* Exercise description
Reproduce, without any change, the entries below from the line containing "Exercise. Mark the bulletin" through the final line, inclusive.

* Data shown
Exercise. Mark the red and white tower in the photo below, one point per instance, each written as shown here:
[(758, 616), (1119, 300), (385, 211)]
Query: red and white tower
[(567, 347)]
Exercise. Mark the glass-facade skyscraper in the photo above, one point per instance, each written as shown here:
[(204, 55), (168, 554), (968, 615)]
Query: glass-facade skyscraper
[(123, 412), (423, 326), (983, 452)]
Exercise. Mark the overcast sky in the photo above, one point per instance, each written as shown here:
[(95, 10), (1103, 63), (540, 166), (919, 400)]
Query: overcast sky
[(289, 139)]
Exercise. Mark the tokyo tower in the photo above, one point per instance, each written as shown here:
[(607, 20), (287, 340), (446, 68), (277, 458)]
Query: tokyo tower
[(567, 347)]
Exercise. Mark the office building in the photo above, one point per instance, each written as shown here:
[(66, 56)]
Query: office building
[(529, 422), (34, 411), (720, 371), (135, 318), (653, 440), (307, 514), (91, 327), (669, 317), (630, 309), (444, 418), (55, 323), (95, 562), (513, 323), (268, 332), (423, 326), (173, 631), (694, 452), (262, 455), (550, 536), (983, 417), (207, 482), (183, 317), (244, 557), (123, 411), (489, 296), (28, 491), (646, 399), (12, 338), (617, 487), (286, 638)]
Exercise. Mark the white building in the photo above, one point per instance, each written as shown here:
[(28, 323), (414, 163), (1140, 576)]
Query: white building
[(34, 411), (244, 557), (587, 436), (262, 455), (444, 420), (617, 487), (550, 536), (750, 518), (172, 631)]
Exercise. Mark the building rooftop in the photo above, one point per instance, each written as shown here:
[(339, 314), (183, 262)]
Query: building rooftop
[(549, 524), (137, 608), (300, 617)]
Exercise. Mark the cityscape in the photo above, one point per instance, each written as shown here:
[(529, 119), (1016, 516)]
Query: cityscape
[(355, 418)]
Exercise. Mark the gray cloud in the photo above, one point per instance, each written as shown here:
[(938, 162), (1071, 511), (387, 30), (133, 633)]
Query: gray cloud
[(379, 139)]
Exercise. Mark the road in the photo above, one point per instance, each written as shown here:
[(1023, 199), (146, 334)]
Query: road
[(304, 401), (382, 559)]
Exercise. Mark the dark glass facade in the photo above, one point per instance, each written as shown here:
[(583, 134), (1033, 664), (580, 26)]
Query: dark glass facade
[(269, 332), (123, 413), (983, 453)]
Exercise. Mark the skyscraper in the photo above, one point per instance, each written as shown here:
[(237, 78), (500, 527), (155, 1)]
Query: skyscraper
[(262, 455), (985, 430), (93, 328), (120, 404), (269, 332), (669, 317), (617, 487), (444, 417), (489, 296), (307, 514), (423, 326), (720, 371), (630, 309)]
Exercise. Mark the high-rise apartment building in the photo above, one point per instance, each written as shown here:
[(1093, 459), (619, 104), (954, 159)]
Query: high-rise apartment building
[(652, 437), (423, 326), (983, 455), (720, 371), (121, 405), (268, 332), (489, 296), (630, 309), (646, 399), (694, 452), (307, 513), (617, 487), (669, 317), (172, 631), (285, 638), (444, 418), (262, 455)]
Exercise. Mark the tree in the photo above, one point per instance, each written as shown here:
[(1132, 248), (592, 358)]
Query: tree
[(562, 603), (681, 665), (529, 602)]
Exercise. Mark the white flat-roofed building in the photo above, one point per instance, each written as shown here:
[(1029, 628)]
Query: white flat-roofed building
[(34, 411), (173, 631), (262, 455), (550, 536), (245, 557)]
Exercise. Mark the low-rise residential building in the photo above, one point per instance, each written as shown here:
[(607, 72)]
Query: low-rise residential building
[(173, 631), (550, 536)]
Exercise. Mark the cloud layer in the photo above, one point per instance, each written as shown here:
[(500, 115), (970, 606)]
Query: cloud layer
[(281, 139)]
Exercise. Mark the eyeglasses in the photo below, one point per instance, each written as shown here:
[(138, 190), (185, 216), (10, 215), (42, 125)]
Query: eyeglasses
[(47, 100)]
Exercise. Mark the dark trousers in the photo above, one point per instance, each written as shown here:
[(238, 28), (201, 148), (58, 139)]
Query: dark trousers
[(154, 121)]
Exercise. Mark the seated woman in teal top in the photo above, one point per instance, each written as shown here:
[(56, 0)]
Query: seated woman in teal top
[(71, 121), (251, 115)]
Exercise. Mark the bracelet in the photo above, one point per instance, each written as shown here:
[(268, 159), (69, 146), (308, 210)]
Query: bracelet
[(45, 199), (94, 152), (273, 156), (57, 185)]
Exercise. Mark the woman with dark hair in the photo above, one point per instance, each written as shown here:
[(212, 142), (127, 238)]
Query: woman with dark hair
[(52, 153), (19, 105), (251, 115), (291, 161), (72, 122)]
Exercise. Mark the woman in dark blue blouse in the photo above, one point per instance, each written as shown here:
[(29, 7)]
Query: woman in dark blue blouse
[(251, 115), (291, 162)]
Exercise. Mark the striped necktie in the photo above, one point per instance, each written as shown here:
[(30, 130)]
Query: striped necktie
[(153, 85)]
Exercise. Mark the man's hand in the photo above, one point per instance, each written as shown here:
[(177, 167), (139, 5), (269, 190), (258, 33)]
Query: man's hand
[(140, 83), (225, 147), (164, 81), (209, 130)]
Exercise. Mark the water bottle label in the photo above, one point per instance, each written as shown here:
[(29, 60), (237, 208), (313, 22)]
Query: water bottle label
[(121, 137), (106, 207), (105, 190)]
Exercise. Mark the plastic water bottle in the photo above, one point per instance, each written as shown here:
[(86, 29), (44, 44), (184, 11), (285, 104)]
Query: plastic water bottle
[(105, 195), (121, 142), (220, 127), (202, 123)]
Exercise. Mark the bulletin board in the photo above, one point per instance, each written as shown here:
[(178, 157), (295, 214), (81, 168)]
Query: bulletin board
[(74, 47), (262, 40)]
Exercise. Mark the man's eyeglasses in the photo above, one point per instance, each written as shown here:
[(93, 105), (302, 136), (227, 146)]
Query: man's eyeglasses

* Solution to this task
Exercise. Mark the bulletin board in the photo above, one point per instance, each written as shown here:
[(178, 157), (295, 214), (81, 168)]
Query: bulletin board
[(74, 47), (262, 40)]
Exercise. Mark the man's eyeglasses in the photo above, one point per instance, each written as shown here:
[(93, 105), (302, 136), (227, 146)]
Query: man's eyeglasses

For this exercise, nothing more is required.